Passage provided
━━━

Thursday, January 26, 2012

Six weeks in Australia and little time for writing but after arriving back in Lilongwe three days ago I am beginning to catch up.

A Spiritual Life has more thoughts - http://rosross.blogspot.com/

and so does Blantyre Street, my blog on Malawi - http://travelletters.blogspot.com/

It is satisfying to get the words out and down although there is also an ephemeral quality to it all, a pushing out into the cosmic void of creativity. As I have said before, perhaps the creative act is enough and having another consciousness focus on the words is largely irrelevant, however appealing it may be.

I have also been keeping up with my 'small stones' and that blog grows longer by the week. Thought made manifest in word. Probably it is mediocre poetry but it is poetry all the same and it is a creative expression.

I've never known a yesterday

I've never known a yesterday,
it's something in my mind,
just as tomorrow never comes;
today is all I find.


It is interesting returning to writing poetry after so very many years away. In some respects it suits me more than prose - the creative liberty which comes with poetry is liberating. But perhaps I have too many blogs and really need to condense them into one which reflects me. If there is such a thing. And probably there is not and probably it does not really matter.

The painting is also mine and I plan to get back to painting next week having brought back some new oils. I have also brought back some knitting materials and a tapestry - spread the creative joy around I say.




Saturday, January 07, 2012


Deep down

in the sullen socks of Self

I see my truth rubbed raw,

in holes of irritation,

in stretched unfeeling threads

which pull upon

my trodden dreams

in ancient, aching dread.
Excerpt: Thunder Above: Thunder Below


Two days later and we have gone back in time the ten hours necessary for our body clocks to adjust to African as opposed to Australian time. We are up at five to get to the airport for the nine-thirty flight, having been warned that long queues and slow check-ins make it necessary to allow two if not three hours grace. The terminal is a crush of people and bags and the Luanda check-in has the longest queue I have ever seen. It does not seem possible that so many people and bags could fit on one plane. But, as in India, there are some things it is best not to ponder for long. I can only hope the African equivalent of puja is at work and there will be enough prayers and marigolds to keep overloaded planes flying safely.

━━━

Exercise tasks
- a) Does each statement below agree with the blog post? Answer yes or no for each and quote the deciding words. (i) The writer got back to Lilongwe three days before writing the January 26 entry. (ii) The writer brought back new watercolors for painting. (iii) In the excerpt, the flight leaves at nine-thirty.
- b) Can you turn the paragraph of the blog post that begins "It is interesting returning to writing poetry" into a short list that keeps its main points?
- c) What does the blog post call the writer's blog on Malawi?
The items have no connection to the blog post.

━━━

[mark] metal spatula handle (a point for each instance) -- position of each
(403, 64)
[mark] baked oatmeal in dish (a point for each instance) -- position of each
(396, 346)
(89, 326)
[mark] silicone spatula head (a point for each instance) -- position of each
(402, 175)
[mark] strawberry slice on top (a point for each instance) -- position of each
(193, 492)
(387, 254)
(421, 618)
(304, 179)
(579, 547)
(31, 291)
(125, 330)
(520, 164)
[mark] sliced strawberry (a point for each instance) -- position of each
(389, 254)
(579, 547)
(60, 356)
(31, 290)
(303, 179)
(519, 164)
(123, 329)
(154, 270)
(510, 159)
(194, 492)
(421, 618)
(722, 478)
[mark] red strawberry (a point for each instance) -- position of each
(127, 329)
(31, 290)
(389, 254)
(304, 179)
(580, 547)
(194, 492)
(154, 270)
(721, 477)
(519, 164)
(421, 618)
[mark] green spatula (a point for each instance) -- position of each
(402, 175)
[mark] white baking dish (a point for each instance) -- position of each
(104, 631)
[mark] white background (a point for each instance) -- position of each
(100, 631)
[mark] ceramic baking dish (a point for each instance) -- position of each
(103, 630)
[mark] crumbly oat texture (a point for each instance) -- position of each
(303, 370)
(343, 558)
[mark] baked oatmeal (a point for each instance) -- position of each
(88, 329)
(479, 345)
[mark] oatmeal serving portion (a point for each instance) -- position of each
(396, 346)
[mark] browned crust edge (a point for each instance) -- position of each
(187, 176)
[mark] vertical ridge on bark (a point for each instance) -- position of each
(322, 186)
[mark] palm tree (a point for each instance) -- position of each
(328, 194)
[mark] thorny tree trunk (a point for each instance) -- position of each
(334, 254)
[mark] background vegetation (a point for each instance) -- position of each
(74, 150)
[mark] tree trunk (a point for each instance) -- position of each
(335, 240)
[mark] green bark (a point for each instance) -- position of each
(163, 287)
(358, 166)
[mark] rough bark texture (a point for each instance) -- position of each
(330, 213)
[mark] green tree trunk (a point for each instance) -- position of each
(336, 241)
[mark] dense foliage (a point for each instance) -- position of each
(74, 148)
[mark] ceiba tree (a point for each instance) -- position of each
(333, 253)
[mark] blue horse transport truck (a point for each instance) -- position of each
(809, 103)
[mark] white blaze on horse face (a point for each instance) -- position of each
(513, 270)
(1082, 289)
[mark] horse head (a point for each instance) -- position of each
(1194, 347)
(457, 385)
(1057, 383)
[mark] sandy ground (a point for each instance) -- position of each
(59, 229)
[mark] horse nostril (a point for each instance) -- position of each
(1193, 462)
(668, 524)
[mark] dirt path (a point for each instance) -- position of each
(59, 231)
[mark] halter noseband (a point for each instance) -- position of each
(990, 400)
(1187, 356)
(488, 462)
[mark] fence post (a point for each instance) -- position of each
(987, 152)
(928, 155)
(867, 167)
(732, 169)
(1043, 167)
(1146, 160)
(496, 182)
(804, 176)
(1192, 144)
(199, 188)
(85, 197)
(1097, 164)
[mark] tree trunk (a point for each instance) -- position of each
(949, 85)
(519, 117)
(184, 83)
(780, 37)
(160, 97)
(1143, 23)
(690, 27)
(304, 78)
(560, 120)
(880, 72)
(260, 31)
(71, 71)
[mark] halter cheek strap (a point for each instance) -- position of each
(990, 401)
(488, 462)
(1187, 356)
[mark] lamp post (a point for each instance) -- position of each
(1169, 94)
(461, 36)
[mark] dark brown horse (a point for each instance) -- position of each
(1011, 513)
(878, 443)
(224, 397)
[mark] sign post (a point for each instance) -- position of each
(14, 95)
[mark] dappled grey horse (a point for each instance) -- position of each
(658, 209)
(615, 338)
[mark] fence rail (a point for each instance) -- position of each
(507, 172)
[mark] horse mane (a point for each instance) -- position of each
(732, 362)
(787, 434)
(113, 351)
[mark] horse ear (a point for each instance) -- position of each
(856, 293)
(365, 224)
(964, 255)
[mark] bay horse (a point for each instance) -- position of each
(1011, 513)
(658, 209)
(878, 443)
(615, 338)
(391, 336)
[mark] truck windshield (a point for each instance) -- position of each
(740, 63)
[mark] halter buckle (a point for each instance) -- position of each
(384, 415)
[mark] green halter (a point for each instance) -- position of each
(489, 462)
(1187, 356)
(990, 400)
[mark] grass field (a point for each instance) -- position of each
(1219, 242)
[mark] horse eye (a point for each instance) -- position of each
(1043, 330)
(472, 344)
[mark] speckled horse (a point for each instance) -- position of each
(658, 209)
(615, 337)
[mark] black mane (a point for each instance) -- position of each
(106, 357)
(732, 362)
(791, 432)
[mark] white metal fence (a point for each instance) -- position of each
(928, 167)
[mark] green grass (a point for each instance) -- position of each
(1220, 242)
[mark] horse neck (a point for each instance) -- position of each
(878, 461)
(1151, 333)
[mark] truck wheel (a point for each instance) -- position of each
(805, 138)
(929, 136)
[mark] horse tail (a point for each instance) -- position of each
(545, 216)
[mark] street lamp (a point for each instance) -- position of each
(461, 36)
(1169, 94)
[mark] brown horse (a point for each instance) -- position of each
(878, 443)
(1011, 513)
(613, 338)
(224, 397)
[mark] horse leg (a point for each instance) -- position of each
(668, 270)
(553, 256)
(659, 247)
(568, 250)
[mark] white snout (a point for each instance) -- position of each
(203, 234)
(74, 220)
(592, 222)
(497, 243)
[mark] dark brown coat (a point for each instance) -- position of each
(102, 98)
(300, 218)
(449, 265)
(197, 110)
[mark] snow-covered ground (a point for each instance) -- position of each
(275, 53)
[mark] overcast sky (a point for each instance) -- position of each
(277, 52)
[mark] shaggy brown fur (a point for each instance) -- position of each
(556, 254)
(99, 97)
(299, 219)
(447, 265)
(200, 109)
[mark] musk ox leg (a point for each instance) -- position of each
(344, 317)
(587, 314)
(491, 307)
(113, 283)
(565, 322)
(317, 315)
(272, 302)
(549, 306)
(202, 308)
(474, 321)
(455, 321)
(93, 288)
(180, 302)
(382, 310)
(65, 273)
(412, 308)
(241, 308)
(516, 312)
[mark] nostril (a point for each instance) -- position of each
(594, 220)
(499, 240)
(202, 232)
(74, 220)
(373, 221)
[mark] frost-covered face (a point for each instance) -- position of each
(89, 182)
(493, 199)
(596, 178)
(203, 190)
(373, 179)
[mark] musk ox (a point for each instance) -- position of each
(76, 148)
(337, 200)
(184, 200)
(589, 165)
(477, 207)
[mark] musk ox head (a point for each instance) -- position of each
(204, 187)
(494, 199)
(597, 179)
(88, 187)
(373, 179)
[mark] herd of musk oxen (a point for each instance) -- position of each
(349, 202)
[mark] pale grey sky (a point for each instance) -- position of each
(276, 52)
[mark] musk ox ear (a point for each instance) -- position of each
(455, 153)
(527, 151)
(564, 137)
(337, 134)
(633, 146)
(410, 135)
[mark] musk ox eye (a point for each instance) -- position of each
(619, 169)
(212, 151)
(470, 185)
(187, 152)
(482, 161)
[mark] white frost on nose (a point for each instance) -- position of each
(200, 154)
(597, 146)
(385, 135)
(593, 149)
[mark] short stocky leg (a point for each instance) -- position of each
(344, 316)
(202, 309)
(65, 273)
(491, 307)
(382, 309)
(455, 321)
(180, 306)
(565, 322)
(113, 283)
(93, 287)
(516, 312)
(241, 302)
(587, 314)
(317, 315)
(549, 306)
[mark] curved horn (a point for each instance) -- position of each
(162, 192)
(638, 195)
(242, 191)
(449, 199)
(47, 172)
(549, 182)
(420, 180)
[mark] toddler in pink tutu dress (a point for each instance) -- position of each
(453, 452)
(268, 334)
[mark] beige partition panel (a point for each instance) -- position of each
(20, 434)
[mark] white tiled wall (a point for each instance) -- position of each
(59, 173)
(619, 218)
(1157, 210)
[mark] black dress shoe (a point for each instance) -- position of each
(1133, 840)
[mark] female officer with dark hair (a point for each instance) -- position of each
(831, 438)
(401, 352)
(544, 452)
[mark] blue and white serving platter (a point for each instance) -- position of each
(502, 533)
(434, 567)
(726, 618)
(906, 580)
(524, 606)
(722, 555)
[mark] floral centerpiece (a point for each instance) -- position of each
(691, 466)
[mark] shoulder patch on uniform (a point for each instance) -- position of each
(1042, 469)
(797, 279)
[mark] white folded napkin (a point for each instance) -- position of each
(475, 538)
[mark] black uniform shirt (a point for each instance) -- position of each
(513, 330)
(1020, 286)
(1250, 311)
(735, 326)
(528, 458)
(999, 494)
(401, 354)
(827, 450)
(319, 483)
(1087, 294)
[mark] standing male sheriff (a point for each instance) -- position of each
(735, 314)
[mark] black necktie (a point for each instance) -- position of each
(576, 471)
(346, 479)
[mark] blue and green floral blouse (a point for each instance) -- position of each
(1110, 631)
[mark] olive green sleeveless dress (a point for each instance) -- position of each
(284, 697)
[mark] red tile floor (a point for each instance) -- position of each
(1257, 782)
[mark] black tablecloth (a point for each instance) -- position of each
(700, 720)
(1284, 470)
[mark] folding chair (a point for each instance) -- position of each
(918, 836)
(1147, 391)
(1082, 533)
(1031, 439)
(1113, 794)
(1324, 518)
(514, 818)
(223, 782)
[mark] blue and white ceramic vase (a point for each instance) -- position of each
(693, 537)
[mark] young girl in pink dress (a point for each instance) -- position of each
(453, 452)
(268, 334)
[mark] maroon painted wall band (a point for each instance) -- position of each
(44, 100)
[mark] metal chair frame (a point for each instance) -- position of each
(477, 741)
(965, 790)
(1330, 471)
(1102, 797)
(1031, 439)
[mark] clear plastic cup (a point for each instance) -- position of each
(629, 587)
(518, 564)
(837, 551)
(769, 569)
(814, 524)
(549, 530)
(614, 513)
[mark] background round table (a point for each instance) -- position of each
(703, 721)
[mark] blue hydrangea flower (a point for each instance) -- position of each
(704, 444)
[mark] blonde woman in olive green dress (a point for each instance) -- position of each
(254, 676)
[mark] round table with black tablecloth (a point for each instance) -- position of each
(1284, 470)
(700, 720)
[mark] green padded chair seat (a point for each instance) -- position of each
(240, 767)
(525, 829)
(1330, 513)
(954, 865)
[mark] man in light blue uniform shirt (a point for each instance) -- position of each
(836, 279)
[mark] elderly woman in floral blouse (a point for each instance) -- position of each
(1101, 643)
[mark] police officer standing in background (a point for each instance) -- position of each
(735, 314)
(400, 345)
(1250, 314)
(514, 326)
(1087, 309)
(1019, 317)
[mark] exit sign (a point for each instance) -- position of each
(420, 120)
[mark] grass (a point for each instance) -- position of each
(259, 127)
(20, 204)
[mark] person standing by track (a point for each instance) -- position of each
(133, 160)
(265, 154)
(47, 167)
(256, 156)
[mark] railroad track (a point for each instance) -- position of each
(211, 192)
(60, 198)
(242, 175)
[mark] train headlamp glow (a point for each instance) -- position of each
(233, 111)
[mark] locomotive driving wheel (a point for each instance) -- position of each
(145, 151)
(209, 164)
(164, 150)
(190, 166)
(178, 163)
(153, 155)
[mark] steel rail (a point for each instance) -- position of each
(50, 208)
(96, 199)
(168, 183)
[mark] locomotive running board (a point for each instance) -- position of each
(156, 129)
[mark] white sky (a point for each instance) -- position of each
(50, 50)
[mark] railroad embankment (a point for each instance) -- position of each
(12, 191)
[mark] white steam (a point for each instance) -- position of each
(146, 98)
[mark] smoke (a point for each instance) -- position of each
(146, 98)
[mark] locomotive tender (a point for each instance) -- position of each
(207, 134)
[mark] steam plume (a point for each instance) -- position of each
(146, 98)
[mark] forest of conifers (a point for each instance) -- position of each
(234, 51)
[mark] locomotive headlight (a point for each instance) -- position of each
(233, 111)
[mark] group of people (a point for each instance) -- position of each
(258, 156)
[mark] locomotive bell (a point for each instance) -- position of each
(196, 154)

━━━

Expected answers
- a)
(i) Yes: "after arriving back in Lilongwe three days ago"
(ii) No: "having brought back some new oils"
(iii) Yes: "for the nine-thirty flight"

- b)
- The writer is returning to poetry after many years away.
- In some ways poetry suits the writer better than prose because its creative liberty is liberating.
- The writer wonders about having too many blogs and combining them into one that reflects the writer.
- The writer thinks such a blog probably cannot exist and that it probably does not matter.

- c) Blantyre Street